▼

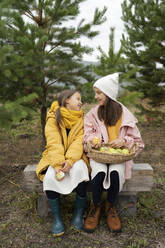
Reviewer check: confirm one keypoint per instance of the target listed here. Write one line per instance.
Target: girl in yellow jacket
(62, 167)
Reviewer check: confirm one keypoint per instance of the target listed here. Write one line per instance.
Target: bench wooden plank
(142, 179)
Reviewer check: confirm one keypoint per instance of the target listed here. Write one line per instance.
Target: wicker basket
(107, 158)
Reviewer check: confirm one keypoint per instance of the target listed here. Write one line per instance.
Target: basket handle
(134, 148)
(89, 147)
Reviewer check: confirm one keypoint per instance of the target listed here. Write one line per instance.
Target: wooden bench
(141, 181)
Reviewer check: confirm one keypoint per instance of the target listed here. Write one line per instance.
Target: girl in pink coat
(112, 123)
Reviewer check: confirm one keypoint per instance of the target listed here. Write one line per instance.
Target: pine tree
(40, 52)
(144, 45)
(111, 62)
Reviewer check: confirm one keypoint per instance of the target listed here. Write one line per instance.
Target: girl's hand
(117, 143)
(95, 142)
(66, 166)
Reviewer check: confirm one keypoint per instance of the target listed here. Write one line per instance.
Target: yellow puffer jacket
(61, 147)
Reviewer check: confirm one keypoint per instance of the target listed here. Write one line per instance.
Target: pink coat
(128, 130)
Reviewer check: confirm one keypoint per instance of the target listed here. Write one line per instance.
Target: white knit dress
(107, 169)
(77, 174)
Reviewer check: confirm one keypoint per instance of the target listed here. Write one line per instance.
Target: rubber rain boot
(57, 227)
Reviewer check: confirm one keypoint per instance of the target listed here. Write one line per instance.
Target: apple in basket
(113, 150)
(96, 140)
(60, 175)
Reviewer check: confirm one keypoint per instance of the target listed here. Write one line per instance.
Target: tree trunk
(43, 122)
(43, 115)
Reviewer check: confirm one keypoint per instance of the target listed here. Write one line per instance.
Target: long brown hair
(63, 96)
(110, 113)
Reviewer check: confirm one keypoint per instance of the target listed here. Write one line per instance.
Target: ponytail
(58, 116)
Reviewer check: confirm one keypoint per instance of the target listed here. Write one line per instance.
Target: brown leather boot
(92, 220)
(113, 220)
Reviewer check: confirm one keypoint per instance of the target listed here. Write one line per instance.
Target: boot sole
(115, 231)
(89, 230)
(57, 234)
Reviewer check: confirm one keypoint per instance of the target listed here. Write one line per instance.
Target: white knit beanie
(109, 85)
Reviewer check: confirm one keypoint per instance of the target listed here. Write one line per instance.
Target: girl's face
(100, 96)
(74, 102)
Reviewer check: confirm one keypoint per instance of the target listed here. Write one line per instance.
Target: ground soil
(20, 226)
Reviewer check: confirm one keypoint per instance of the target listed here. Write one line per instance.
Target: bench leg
(127, 204)
(42, 205)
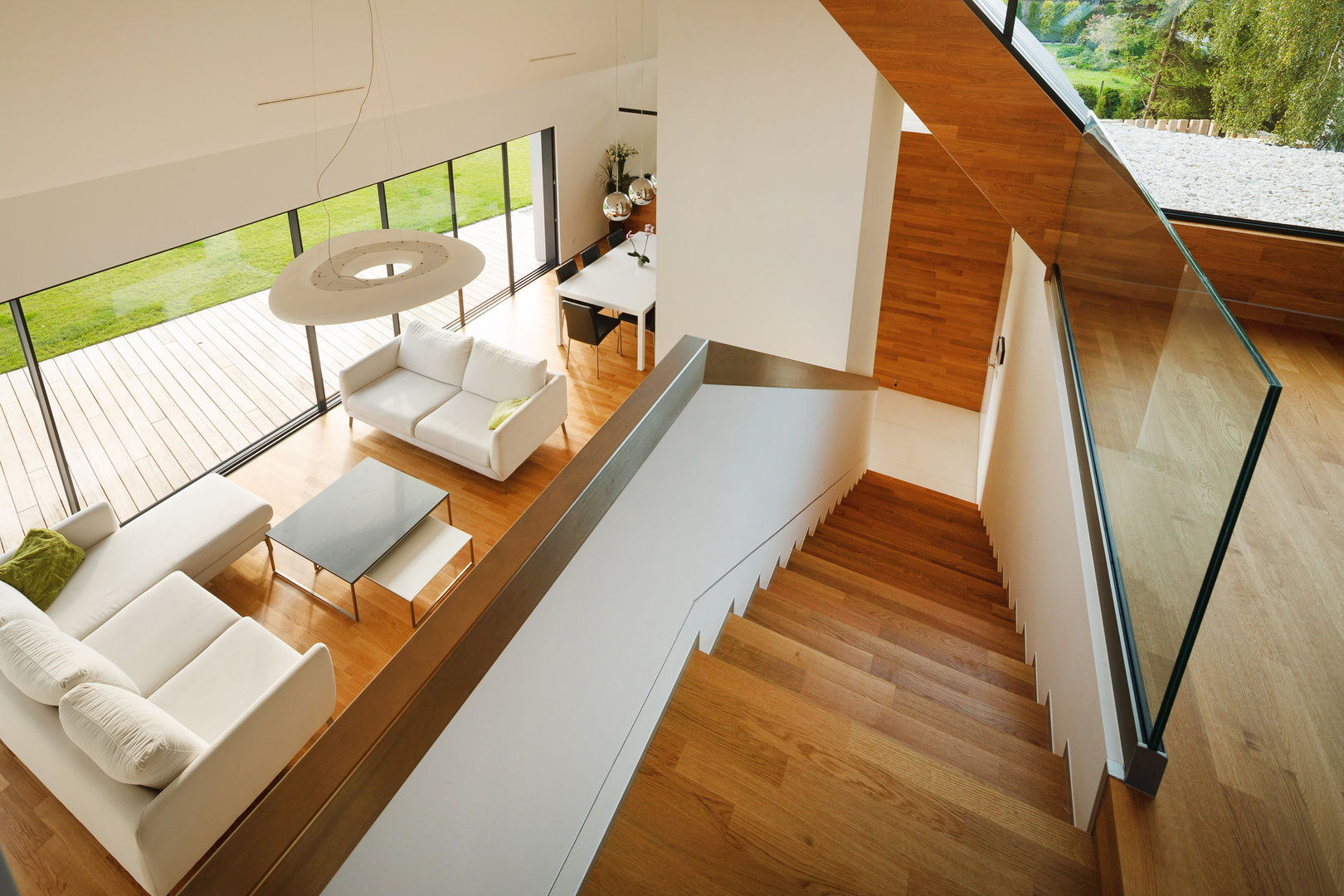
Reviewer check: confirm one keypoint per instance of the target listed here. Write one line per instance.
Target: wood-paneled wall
(977, 100)
(945, 269)
(1288, 280)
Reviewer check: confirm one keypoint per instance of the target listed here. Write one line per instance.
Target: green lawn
(1118, 78)
(244, 261)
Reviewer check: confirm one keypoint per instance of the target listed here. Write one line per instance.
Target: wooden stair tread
(867, 727)
(852, 807)
(983, 627)
(937, 645)
(921, 538)
(913, 563)
(1010, 712)
(908, 571)
(1035, 776)
(929, 626)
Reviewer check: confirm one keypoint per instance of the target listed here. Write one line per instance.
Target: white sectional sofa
(251, 698)
(437, 390)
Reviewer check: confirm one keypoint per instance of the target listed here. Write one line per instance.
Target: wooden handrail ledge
(300, 833)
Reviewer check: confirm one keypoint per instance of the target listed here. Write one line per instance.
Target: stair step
(1034, 776)
(940, 564)
(908, 571)
(1010, 712)
(964, 528)
(918, 538)
(875, 483)
(933, 644)
(981, 629)
(851, 804)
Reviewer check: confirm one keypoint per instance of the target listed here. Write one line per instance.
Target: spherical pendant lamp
(641, 191)
(617, 206)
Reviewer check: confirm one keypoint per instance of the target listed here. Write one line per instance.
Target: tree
(1278, 65)
(1163, 45)
(1034, 17)
(1071, 22)
(1103, 32)
(1050, 11)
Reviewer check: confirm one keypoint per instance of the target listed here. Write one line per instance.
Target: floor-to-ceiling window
(163, 368)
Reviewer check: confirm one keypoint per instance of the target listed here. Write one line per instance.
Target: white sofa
(437, 390)
(254, 700)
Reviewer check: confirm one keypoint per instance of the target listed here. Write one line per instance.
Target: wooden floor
(49, 852)
(869, 727)
(143, 414)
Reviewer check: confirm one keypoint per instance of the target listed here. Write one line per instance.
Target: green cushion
(504, 410)
(42, 566)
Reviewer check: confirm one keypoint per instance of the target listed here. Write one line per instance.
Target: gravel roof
(1235, 178)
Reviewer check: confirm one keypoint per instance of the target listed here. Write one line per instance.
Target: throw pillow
(42, 566)
(15, 606)
(498, 373)
(435, 353)
(45, 663)
(129, 738)
(504, 410)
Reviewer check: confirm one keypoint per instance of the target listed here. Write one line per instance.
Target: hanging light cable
(616, 204)
(641, 188)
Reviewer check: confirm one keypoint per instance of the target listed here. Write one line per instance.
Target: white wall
(875, 226)
(559, 722)
(134, 127)
(765, 123)
(1034, 511)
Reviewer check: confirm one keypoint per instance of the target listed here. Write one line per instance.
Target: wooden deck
(140, 416)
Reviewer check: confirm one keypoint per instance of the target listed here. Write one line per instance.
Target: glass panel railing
(1177, 403)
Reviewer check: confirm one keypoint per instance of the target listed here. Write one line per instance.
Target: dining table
(616, 281)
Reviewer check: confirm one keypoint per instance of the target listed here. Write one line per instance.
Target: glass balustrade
(1177, 402)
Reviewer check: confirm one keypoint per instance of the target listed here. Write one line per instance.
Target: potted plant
(611, 173)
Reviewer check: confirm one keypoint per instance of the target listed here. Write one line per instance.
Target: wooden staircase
(869, 727)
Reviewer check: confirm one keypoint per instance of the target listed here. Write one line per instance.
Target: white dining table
(616, 281)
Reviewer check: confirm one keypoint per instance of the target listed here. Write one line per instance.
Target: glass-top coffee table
(374, 522)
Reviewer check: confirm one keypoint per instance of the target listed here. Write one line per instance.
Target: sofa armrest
(85, 528)
(377, 364)
(191, 813)
(528, 426)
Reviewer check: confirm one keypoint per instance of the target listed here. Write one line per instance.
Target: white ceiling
(97, 89)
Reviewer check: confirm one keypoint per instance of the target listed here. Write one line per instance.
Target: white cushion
(397, 402)
(194, 528)
(14, 605)
(190, 531)
(218, 687)
(162, 631)
(45, 663)
(129, 738)
(435, 353)
(499, 373)
(113, 572)
(461, 427)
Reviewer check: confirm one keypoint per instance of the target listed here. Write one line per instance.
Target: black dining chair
(587, 325)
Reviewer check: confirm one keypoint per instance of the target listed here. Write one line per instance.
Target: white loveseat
(254, 700)
(437, 390)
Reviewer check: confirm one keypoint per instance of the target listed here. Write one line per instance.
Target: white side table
(418, 558)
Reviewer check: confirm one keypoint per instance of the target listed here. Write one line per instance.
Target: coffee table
(374, 522)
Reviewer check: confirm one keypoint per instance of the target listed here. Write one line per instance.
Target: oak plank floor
(50, 852)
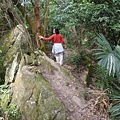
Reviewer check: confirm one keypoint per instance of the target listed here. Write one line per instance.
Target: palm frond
(108, 58)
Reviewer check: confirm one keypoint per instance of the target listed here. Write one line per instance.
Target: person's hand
(64, 46)
(41, 37)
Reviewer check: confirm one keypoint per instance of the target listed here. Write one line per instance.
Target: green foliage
(2, 69)
(107, 57)
(115, 110)
(102, 80)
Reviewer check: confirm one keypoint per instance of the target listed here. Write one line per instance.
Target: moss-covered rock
(34, 96)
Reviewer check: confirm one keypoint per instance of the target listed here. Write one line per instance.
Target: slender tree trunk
(37, 25)
(46, 18)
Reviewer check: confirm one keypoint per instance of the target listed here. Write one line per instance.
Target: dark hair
(56, 31)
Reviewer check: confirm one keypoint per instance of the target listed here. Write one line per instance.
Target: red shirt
(56, 38)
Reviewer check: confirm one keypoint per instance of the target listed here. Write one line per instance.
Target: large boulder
(29, 90)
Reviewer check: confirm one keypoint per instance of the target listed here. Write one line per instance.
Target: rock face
(29, 90)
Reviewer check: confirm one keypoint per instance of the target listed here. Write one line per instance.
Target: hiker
(57, 48)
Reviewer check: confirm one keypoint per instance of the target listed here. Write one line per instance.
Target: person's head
(56, 30)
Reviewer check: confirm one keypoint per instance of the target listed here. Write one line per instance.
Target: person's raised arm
(47, 39)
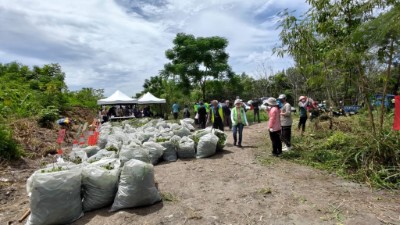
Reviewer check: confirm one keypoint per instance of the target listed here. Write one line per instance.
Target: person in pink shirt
(274, 126)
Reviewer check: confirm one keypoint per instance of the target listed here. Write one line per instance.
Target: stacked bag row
(118, 171)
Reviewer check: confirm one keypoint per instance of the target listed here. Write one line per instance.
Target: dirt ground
(232, 187)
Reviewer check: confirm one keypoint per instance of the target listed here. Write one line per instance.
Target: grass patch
(349, 150)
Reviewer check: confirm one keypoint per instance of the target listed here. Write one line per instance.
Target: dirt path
(234, 188)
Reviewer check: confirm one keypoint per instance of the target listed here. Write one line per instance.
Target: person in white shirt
(286, 123)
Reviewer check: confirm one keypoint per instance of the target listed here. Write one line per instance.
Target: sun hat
(272, 101)
(282, 96)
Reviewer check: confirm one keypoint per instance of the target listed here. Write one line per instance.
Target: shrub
(48, 116)
(9, 148)
(337, 141)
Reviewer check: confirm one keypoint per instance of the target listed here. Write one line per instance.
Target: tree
(383, 33)
(195, 60)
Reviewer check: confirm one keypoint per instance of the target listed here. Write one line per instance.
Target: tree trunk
(364, 89)
(386, 81)
(397, 85)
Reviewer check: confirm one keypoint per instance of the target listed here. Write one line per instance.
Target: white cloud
(118, 44)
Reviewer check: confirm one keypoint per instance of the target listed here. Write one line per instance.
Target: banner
(396, 123)
(61, 136)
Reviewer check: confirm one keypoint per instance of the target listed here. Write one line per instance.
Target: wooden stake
(26, 214)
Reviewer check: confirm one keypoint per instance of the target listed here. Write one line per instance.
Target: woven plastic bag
(182, 132)
(207, 146)
(169, 152)
(100, 155)
(134, 151)
(100, 183)
(186, 148)
(156, 151)
(55, 195)
(136, 186)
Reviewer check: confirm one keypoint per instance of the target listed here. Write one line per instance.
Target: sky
(117, 44)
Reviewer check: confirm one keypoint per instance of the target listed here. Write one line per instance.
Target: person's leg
(286, 135)
(289, 137)
(304, 124)
(240, 134)
(221, 125)
(215, 125)
(279, 142)
(276, 143)
(234, 129)
(203, 123)
(271, 136)
(258, 115)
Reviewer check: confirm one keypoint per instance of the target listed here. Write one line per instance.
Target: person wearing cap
(201, 111)
(274, 126)
(239, 119)
(175, 110)
(227, 114)
(216, 115)
(256, 103)
(303, 103)
(286, 122)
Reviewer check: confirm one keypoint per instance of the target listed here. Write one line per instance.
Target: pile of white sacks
(117, 172)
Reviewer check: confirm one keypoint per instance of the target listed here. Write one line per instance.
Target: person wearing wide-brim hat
(274, 126)
(239, 119)
(303, 103)
(286, 122)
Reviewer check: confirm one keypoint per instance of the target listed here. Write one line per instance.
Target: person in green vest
(195, 110)
(216, 115)
(207, 107)
(239, 119)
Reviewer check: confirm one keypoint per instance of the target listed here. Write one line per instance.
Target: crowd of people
(107, 113)
(224, 114)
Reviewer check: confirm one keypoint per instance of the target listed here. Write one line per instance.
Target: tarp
(396, 122)
(148, 98)
(117, 98)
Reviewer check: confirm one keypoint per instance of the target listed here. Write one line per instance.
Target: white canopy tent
(148, 98)
(117, 98)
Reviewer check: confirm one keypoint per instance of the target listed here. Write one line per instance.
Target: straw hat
(272, 101)
(237, 101)
(282, 96)
(302, 97)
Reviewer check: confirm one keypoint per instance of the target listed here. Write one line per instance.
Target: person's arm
(245, 118)
(272, 118)
(288, 110)
(232, 117)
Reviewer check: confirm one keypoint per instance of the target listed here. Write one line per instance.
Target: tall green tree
(196, 60)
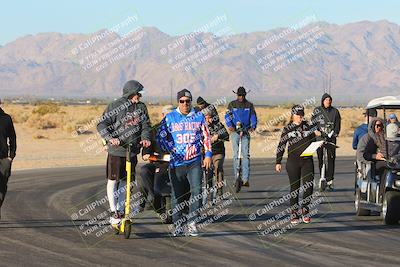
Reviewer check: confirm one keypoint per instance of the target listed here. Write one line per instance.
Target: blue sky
(18, 18)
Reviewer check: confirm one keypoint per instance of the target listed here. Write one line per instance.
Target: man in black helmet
(125, 121)
(241, 120)
(327, 119)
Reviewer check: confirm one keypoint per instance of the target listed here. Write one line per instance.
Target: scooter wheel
(128, 228)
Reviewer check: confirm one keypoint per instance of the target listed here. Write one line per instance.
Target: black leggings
(300, 169)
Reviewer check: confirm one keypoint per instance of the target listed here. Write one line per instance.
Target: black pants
(331, 153)
(5, 172)
(300, 170)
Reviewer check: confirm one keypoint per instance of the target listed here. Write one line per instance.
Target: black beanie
(184, 92)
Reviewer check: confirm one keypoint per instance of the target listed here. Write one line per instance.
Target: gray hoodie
(125, 120)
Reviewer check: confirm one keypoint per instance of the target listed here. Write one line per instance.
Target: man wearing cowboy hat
(241, 117)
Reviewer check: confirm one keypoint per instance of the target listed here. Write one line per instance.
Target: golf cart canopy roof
(387, 102)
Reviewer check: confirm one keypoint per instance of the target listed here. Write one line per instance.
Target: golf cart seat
(367, 170)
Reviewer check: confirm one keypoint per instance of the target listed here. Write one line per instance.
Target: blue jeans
(180, 177)
(235, 137)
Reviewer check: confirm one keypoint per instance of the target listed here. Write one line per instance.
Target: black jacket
(125, 120)
(7, 134)
(298, 138)
(216, 127)
(322, 117)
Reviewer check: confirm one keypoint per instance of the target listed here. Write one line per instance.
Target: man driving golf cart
(378, 185)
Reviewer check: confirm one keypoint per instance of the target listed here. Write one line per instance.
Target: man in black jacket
(153, 179)
(327, 119)
(125, 121)
(219, 135)
(8, 147)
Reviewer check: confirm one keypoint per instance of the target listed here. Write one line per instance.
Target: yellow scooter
(125, 226)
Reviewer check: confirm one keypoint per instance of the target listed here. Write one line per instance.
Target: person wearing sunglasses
(125, 121)
(298, 135)
(241, 120)
(185, 135)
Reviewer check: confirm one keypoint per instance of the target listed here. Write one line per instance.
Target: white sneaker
(191, 229)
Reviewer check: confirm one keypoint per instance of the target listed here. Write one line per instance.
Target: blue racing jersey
(185, 137)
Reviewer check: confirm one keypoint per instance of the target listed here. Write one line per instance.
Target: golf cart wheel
(390, 208)
(360, 211)
(128, 228)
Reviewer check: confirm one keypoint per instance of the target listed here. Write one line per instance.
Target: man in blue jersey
(241, 120)
(184, 134)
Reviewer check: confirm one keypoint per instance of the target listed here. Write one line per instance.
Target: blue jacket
(242, 112)
(358, 133)
(184, 137)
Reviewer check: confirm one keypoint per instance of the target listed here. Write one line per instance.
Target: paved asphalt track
(36, 227)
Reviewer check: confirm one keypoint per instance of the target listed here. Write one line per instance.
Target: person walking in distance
(8, 147)
(241, 120)
(184, 134)
(298, 135)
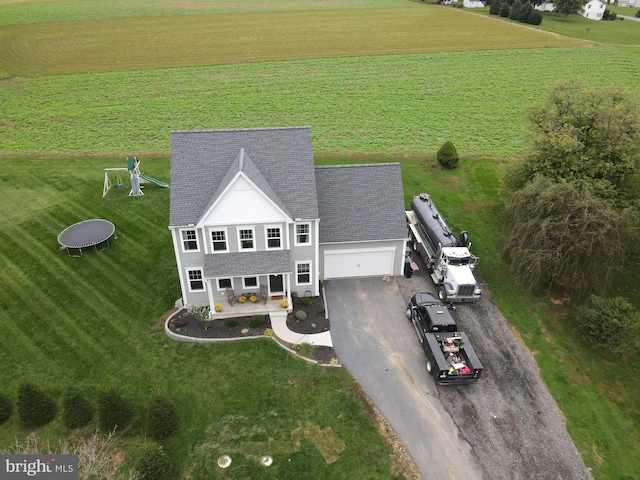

▲

• **Aim of the exercise**
Reproduce exactly and only the lines from the line that contains "Target: man in blue jersey" to the end of the data above, both ends included. No pictures go in the copy.

• **Exercise solution**
Target: man in blue jersey
(241, 120)
(184, 134)
Reviewer check: confirm one keypoint per instance of the target listed here. Write one line per instance.
Target: blue jacket
(242, 112)
(358, 133)
(184, 137)
Reviewer check: confirm one keypoint per instance of the target listed here. Write one line per instance.
Target: paved asphalt track
(36, 227)
Reviewer check: confirm one keypoint per instance of the target listed here. Write one line per instance.
Target: person walking in distance
(8, 147)
(241, 120)
(184, 134)
(298, 135)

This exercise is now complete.